Once you find the line in the listing below that contains "of the silver", copy it and every following line exactly, stopping at the end.

(Provided information)

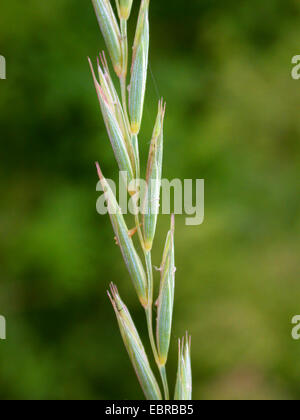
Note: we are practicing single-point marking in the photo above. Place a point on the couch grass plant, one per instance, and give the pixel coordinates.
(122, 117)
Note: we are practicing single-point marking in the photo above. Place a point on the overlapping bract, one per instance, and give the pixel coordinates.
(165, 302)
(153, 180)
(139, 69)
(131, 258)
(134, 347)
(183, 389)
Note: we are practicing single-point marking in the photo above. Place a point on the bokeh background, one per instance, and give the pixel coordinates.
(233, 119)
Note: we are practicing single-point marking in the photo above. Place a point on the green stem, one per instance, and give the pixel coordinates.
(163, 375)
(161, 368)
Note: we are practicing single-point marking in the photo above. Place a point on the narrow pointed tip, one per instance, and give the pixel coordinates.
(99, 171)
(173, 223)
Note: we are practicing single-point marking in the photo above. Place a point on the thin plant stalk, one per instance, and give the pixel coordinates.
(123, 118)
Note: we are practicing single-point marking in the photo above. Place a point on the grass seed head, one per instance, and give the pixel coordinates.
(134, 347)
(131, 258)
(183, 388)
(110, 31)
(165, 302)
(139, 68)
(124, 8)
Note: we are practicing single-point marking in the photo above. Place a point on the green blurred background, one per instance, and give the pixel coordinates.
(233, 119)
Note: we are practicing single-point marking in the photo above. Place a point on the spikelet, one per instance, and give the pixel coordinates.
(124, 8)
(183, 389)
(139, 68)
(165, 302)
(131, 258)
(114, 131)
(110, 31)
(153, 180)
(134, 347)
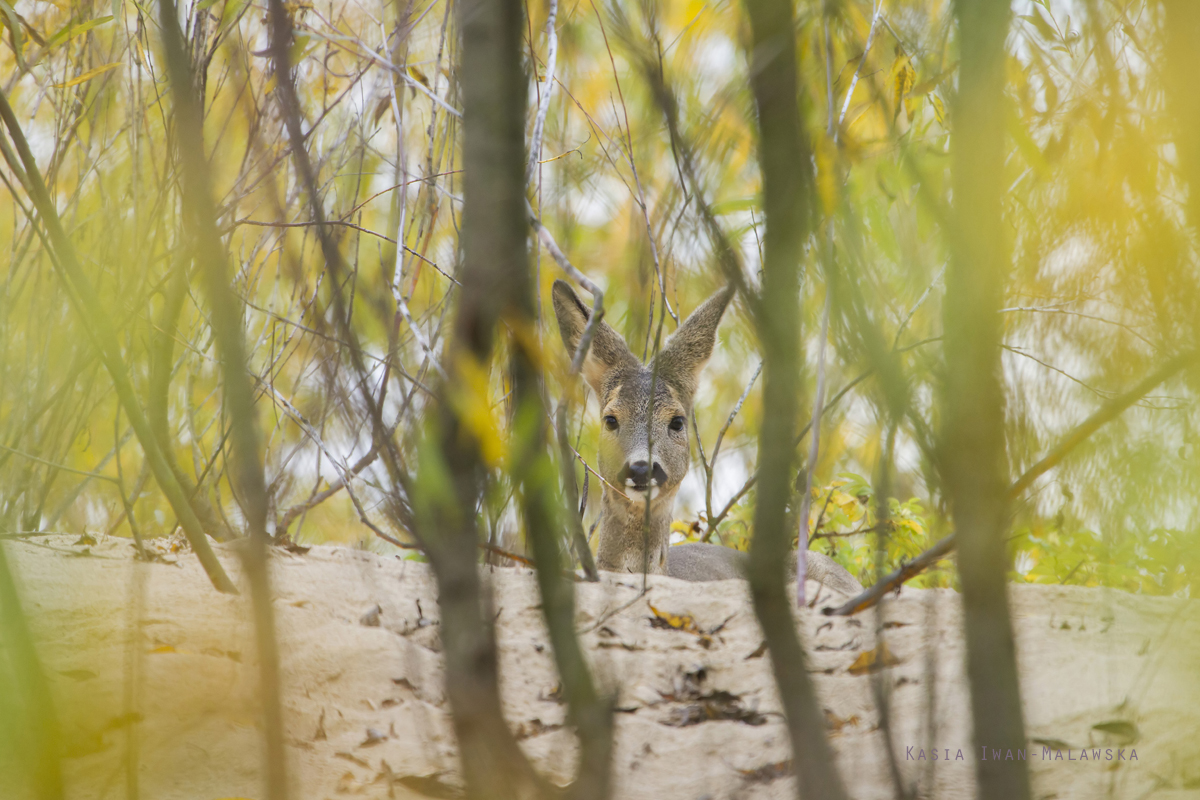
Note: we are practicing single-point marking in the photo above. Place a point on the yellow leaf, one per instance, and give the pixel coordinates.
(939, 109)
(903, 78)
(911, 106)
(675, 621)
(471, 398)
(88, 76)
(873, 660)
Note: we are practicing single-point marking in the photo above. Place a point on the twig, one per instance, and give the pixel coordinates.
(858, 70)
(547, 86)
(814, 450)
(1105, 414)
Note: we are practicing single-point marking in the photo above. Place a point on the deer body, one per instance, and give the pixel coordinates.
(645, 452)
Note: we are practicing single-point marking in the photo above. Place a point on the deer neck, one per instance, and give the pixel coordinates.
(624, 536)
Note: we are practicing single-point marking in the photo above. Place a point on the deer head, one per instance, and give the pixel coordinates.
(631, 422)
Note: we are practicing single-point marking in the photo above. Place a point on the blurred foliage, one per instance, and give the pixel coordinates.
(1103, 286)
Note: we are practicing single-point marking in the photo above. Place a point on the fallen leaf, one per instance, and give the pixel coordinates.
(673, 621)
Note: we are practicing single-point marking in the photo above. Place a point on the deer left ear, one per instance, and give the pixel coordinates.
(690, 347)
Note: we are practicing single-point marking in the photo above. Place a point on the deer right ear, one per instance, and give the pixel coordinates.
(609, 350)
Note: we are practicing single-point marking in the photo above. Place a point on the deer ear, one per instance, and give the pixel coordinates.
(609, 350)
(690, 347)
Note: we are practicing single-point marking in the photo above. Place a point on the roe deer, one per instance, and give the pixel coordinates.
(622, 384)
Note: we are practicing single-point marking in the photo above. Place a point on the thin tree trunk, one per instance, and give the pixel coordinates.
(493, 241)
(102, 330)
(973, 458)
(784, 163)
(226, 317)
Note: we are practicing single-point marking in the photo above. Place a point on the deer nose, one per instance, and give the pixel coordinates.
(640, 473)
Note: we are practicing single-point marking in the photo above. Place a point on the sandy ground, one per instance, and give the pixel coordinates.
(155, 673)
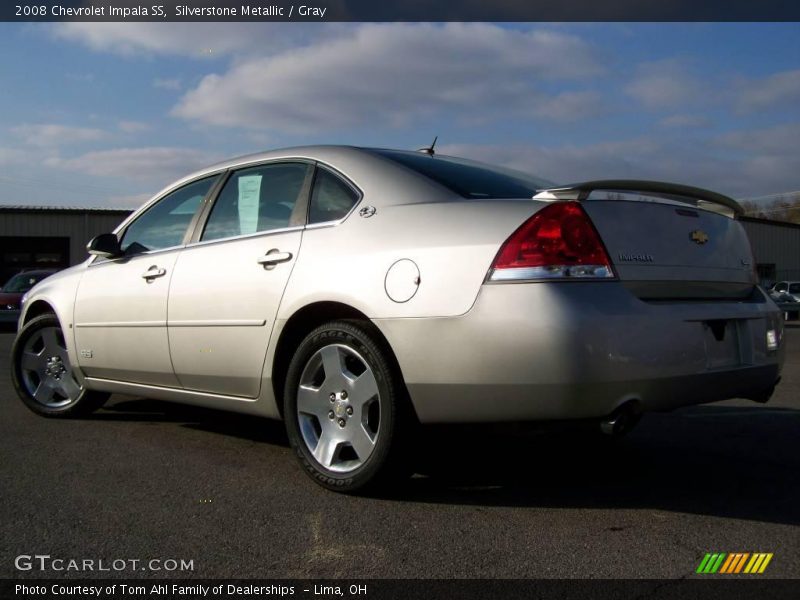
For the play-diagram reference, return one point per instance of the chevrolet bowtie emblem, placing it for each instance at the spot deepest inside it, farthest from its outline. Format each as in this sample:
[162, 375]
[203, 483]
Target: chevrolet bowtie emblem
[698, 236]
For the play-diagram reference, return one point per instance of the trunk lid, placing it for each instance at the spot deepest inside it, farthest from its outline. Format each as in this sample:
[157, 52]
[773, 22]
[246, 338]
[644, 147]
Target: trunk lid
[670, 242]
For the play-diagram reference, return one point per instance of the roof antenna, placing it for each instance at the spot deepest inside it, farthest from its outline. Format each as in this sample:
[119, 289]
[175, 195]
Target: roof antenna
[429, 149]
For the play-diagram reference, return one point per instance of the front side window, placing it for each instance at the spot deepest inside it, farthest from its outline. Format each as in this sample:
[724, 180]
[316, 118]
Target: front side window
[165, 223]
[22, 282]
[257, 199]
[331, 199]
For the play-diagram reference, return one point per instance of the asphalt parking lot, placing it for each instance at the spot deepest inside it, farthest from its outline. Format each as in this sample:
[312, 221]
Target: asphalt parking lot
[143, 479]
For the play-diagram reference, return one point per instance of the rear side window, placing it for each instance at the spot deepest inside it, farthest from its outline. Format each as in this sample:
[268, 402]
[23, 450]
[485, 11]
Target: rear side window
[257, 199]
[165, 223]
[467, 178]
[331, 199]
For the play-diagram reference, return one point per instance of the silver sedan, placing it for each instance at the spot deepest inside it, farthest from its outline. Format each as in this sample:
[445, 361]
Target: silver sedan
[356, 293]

(End Provided information)

# Answer to this problem:
For the play-diagram reference, return one point per instance of the silver sedan, placing it for each instance at the spot deepest inside it, farthest from its outline. Format each as in this sample:
[445, 361]
Target: silver sedan
[356, 293]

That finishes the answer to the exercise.